**EXERCISE REQUIREMENTS**
Give the part that opens with the line containing "Where can you see the wrought" and closes with the line containing "Where can you see the black", both ends included, as a JSON list of strings, one string per line, with blank lines skipped. Leave the pictures out of the list.

**DATA FOR PROCESSING**
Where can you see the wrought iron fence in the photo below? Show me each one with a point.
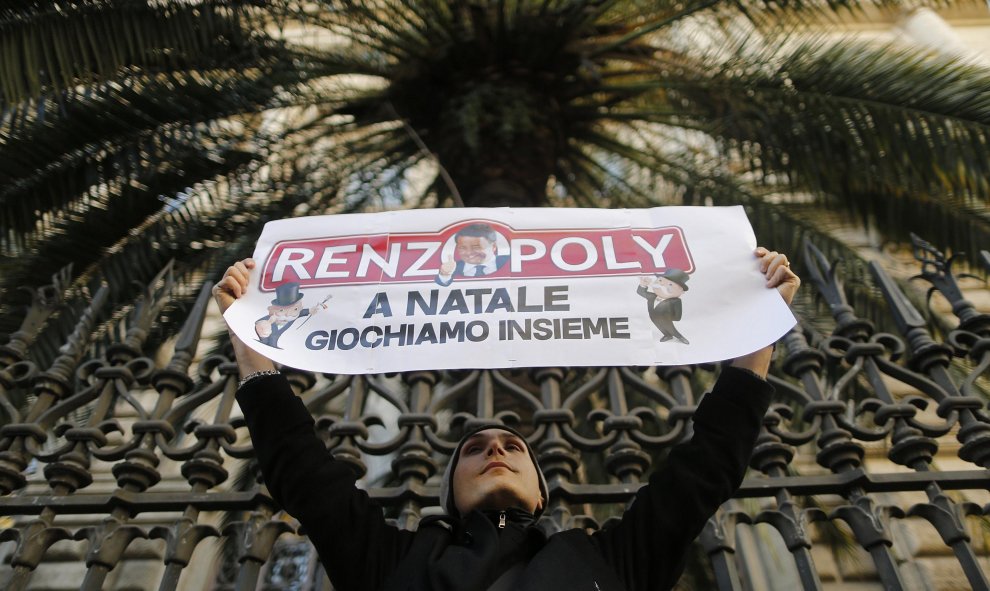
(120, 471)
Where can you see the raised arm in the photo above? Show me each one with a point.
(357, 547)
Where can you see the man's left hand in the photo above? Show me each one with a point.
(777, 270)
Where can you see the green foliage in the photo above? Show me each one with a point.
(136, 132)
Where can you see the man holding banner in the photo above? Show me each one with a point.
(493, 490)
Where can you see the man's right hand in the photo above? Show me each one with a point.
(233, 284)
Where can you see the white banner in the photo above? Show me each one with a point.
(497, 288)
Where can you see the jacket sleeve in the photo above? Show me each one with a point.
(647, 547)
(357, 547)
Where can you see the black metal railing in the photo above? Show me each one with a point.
---
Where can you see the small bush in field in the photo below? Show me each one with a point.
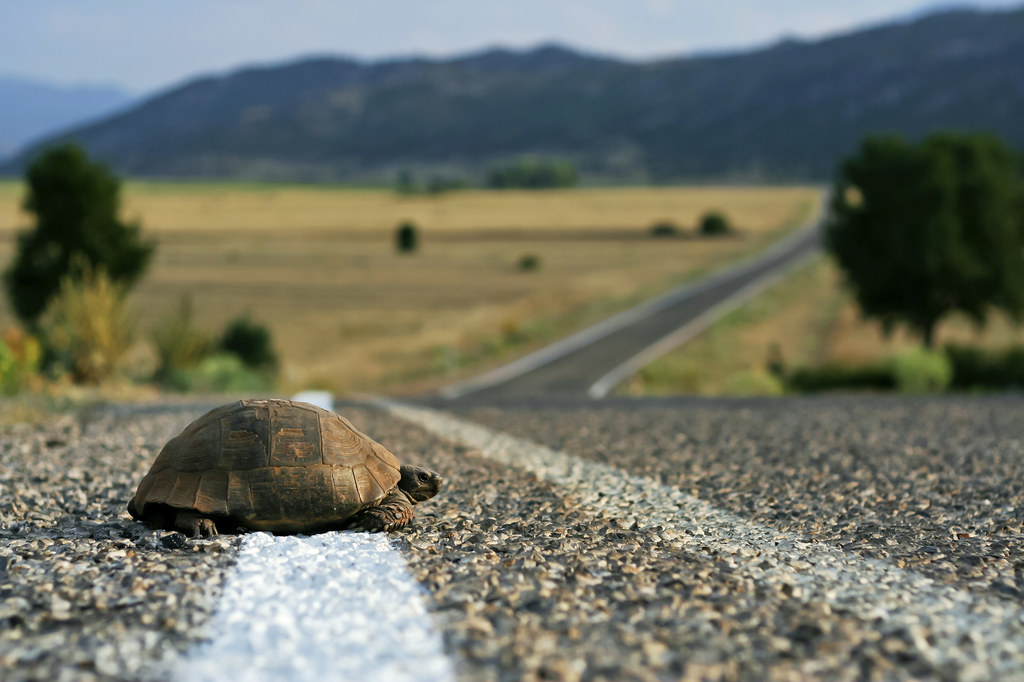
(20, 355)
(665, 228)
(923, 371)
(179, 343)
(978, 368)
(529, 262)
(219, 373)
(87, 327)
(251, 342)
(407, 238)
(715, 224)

**ANSWER TO THIS PROBLEM**
[
  "Where can you see the wrought iron fence in the photo below? Show me each one with a point.",
  "(120, 471)",
  "Where can you see the raised arm in the photo above? Show me each one with a point.",
  "(357, 547)",
  "Where can you see the man's left hand in the photo above? Show me each one with a point.",
  "(777, 270)",
  "Where can you see the green foliage in the photo above? Show me each one with a point.",
  "(136, 132)",
  "Where can you see the man holding banner in the photo above? Show me each one with a point.",
  "(493, 490)",
  "Where can you see the man's right hand in the photo above? Show me each one with a point.",
  "(233, 284)",
  "Where can you see the white banner in the photo above? Show me each one with a point.",
  "(497, 288)",
  "Where can you see the jacket sleeve in the photo above? Show me each one with a point.",
  "(647, 547)",
  "(357, 547)",
  "Where can you see the black metal railing in the photo above? Show me each one with a point."
]